Bagaimana India berubah dari Pembela Palestina ke Pendukung Israel
India pada masa menolak pendirian negara Israel.
REPUBLIKA.CO.ID, MUMBAI -- Sejak awal merdeka dari Inggris, India seperti banyak negara poskolonial lainnya adalah pendukung sengit Palestina dan penentang penjajahan oleh Israel. Namun terungkap belakangan, di bawah Perdana Menteri narendra Modi India justru memasok senjata ke Israel yang digunakan untuk melakukan genosida di Jalur Gaza. Apa yang berubah dalam 76 tahun belakangan?
Setelah memperoleh Kemerdekaan pada tanggal 15 Agustus 1947, India dihadapkan dengan isu pembagian Palestina menjadi dua negara. India, di bawah Perdana Menteri Jawaharlal Nehru, memberikan suara menentang resolusi Majelis Umum PBB tentang pembagian Palestina pada 29 November 1947.
Merujuk India Today, Pendirian Nehru didasarkan pada faktor moral dan geopolitik. Dari segi moral, Nehru mengikuti jejak mentornya, Mahatma Gandhi, yang sangat yakin bahwa orang-orang Yahudi telah melakukan kesalahan besar dalam upaya untuk "memaksakan diri mereka di Palestina dengan bantuan Amerika dan Inggris".
Menurut Gandhi, Palestina adalah milik bangsa Arab seperti halnya Inggris milik Inggris, atau Prancis milik Prancis, sebagaimana disebutkan dalam artikelnya di Harijan pada November 1938. Terlebih lagi, Nehru dan Gandhi telah melihat kengerian dari pemisahan berdasarkan agama antara India dan Pakistan. Mereka tidak ingin mendukung pertumpahan darah lagi dan percaya jika pemisahan harus dilakukan maka hal itu harus dilakukan dengan persetujuan orang-orang Arab Palestina.
Dari segi geopolitik, Nehru mengetahui bahwa sebagai negara baru, India membutuhkan dukungan asing, terutama dari negara-negara Arab yang gigih menentang pembentukan Israel. Nehru juga khawatir pemberontakan di kalangan penduduk Muslim yang besar di India jika pemerintah mendukung lahirnya Israel.
Israel akhirnya berdiri pada tanggal 14 Mei 1948. Tak lama kemudian, Israel mengirimkan surat ke negara-negara, termasuk India, meminta mereka untuk mengakui bangsa Yahudi. Meskipun India pada awalnya tidak menanggapi permintaan tersebut, India kemudian secara resmi mengakui Israel pada tanggal 17 September 1950. Namun hubungan diplomatik penuh harus menunggu beberapa dekade.
Pengakuan India terhadap Israel terjadi setelah semua negara Arab tetangga Israel menandatangani gencatan senjata dengan negara Yahudi tersebut. Bahkan negara Muslim seperti Turkiye mengakui Negara Israel pada 1949.

_Bahan yang Disediakan_
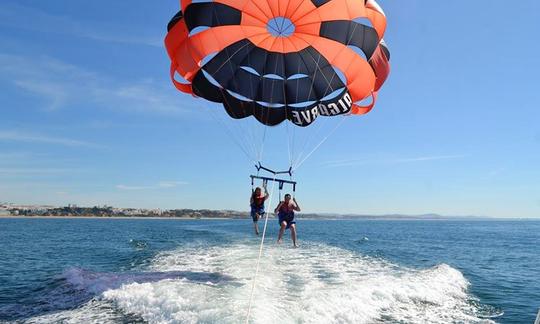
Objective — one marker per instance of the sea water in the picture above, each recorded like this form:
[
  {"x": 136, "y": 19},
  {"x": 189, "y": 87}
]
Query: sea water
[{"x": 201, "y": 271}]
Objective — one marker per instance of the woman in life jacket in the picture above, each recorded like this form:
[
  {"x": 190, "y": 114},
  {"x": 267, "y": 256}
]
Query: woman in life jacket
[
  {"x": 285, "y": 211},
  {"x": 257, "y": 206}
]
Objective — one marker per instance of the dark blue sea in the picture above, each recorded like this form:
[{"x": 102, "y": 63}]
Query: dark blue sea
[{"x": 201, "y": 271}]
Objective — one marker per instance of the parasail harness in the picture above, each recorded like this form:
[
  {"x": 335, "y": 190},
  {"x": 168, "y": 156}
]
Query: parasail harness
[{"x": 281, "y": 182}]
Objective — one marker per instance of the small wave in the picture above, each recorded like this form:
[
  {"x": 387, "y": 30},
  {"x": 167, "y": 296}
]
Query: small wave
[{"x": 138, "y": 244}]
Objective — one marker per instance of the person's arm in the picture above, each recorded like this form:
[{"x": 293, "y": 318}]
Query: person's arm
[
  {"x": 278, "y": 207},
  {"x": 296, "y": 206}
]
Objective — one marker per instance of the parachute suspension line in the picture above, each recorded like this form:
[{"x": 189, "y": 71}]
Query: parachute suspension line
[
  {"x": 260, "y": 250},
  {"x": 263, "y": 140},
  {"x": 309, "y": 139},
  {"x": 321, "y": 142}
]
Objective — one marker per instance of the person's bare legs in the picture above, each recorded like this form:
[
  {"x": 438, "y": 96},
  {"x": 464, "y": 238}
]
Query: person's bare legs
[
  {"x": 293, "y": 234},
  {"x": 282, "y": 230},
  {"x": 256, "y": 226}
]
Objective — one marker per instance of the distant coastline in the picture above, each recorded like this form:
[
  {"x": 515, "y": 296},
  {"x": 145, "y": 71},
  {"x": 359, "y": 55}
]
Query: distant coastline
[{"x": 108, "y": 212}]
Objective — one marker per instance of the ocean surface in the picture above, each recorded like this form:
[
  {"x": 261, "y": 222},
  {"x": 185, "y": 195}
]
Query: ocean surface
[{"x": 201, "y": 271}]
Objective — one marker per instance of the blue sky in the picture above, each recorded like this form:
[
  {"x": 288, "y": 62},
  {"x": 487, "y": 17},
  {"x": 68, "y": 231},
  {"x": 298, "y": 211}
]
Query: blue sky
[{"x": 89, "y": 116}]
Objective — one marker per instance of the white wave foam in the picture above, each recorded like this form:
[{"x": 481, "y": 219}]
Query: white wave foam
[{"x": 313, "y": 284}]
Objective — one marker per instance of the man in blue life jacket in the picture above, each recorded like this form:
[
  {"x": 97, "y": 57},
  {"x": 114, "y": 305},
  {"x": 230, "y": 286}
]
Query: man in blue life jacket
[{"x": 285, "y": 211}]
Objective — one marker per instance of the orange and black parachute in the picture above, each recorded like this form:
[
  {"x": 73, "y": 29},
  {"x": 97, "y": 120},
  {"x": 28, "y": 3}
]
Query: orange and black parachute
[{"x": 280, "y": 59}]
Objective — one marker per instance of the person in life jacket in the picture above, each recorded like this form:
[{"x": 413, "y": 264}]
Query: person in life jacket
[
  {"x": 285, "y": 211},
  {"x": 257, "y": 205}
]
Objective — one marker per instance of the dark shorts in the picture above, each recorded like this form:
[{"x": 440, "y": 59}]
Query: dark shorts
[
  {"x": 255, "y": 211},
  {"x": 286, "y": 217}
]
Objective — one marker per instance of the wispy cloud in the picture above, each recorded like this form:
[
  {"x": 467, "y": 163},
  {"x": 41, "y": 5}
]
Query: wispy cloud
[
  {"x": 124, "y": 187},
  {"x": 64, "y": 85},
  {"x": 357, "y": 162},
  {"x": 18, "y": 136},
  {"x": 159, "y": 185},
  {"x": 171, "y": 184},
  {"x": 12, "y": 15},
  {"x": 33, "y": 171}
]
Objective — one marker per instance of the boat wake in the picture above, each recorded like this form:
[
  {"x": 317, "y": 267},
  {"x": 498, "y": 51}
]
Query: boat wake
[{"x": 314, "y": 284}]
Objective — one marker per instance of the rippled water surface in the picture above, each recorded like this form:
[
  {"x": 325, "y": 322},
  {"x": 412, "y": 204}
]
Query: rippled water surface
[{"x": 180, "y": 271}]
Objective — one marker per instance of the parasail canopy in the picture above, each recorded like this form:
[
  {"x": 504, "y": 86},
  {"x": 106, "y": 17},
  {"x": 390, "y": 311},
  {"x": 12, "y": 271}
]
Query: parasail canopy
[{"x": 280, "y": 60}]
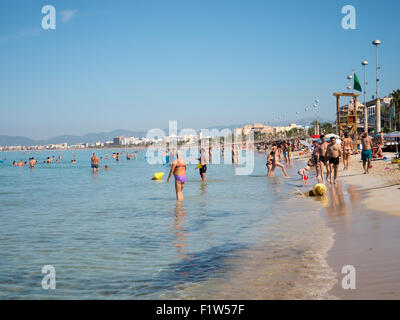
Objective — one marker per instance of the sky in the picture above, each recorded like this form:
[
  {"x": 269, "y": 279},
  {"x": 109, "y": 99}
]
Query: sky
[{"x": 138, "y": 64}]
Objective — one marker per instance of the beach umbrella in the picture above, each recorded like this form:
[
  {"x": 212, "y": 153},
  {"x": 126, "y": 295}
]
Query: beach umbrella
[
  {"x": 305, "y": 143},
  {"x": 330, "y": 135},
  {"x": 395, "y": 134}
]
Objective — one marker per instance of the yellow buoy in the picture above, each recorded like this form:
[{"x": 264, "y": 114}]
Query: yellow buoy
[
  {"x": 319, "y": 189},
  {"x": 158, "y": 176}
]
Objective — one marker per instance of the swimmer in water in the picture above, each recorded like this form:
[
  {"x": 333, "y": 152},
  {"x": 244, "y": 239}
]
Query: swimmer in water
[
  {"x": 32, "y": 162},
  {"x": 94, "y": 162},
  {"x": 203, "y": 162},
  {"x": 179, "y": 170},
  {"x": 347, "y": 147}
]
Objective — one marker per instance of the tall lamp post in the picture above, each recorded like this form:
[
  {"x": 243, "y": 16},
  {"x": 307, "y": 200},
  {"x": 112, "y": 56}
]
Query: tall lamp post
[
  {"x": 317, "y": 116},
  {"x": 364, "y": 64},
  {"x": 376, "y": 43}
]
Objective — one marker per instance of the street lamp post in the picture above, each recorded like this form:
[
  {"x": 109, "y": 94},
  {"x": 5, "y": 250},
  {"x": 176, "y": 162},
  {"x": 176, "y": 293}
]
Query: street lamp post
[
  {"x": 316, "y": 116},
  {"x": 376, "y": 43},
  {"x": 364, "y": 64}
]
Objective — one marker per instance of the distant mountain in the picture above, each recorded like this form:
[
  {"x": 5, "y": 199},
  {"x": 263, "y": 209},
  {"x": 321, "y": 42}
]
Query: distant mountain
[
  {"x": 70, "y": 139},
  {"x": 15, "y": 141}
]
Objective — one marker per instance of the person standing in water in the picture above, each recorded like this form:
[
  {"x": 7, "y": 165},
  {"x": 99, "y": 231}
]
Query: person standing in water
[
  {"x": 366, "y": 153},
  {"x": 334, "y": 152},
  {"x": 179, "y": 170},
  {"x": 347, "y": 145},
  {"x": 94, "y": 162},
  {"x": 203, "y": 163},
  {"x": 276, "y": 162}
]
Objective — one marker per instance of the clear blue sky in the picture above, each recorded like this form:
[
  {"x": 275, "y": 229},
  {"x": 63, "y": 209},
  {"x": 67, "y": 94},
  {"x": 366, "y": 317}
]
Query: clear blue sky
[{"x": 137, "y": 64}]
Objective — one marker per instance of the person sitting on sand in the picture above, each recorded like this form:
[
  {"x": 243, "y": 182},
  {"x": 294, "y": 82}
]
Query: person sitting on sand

--

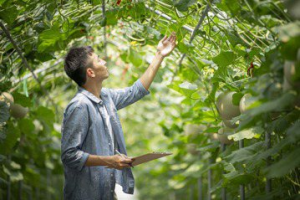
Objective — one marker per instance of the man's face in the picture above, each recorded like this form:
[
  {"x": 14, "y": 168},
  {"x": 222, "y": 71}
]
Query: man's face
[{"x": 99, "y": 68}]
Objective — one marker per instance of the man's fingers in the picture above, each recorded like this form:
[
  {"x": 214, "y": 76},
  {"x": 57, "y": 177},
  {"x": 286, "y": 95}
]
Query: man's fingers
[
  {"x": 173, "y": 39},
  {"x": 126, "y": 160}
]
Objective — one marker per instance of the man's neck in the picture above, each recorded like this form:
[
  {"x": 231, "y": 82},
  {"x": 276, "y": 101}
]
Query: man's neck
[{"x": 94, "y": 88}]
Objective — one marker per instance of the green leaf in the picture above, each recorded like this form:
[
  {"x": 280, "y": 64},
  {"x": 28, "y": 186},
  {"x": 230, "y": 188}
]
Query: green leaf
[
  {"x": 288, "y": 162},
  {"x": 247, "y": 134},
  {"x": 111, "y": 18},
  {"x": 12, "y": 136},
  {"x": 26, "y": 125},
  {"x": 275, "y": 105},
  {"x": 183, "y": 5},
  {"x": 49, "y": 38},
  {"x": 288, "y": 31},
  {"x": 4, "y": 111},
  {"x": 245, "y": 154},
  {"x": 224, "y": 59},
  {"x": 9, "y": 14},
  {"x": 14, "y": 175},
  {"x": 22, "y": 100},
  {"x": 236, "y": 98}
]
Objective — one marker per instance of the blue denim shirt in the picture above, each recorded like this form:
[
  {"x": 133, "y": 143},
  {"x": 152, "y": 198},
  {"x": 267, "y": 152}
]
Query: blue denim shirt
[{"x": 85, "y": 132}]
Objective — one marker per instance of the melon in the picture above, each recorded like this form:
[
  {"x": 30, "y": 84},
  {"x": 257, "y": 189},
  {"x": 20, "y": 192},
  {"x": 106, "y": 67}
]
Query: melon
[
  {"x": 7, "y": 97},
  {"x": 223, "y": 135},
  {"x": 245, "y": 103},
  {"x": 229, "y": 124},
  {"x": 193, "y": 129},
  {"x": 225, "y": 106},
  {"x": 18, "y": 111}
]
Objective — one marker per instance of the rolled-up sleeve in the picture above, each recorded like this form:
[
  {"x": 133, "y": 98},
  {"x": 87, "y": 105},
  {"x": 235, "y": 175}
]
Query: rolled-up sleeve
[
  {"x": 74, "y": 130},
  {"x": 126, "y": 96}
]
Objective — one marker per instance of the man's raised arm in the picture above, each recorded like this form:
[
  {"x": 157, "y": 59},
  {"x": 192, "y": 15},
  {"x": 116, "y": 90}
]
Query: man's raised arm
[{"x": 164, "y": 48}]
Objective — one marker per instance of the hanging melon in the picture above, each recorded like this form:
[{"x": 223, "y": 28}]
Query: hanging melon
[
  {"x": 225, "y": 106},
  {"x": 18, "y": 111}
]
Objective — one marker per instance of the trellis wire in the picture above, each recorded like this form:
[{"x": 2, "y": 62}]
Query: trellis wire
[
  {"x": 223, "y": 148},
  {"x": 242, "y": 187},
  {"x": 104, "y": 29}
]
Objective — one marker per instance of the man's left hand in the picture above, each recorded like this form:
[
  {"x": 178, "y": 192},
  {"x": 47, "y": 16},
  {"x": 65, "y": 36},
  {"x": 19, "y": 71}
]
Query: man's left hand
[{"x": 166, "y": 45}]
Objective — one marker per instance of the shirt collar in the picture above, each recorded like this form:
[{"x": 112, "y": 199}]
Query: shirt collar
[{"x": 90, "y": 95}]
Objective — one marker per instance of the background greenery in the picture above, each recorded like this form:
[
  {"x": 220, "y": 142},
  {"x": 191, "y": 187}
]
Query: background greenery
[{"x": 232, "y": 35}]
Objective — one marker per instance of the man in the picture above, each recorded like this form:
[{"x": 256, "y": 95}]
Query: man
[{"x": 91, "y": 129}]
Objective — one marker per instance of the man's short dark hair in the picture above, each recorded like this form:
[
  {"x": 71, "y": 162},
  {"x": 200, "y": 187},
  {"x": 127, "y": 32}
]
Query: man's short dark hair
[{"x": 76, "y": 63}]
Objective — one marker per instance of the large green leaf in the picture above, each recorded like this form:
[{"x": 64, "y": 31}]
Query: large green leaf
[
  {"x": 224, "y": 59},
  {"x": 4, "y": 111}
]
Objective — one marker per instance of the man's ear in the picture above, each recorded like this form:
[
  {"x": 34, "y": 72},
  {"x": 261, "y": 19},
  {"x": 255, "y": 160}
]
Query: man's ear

_Petunjuk Tugas_
#1 Daftarkan setiap baris catatan di atas yang memuat kata "legs". Perhatikan perbedaan huruf besar dan huruf kecil.
#2 Sambunglah teks tentang perubahan sikap India terhadap Palestina dan Israel, dimulai setelah kalimat terakhir yang ditampilkan.

_Hasil Latihan_
#1
Objective — one marker per instance of the person's bare legs in the picture above, each recorded like this form:
Query: person's bare legs

#2
Korespondensi pertama Jawaharlal Nehru dengan Israel terjadi pada 1962 ketika ia menulis surat kepada Perdana Menteri Israel David Ben-Gurion selama perang dengan Cina. Nehru meminta bantuan Israel dalam bentuk senjata dan amunisi, dengan ketentuan dikirimkan tanpa bendera Israel untuk menghindari ketegangan hubungan India dengan negara-negara Arab.
Namun, Ben-Gurion, meski menyatakan empati terhadap situasi India, menolak memberikan bantuan dalam kondisi seperti ini. Hanya ketika India setuju untuk menerima pengiriman berbendera Israel, Israel mulai menjalin hubungan dengan India pada tingkat yang strategis.
India kembali terpaksa menghubungi Israel selama perang pada 1971 dengan Pakistan. AS saat itu sedianya mendukung Islamabad, tetapi Israel memilih untuk menjawab permintaan bantuan India.
Dalam bukunya 1971: A Global History of the Creation of Bangladesh, sejarawan Srinath Raghavan mencatat bahwa Israel sendiri menghadapi kekurangan senjata dan tidak dapat memasok senjata secara langsung ke India. Namun Perdana Menteri Israel Golda Meir mengalihkan pengiriman yang ditujukan ke Iran ke India hanya dengan satu permintaan – menjalin hubungan diplomatik dengan imbalan senjata.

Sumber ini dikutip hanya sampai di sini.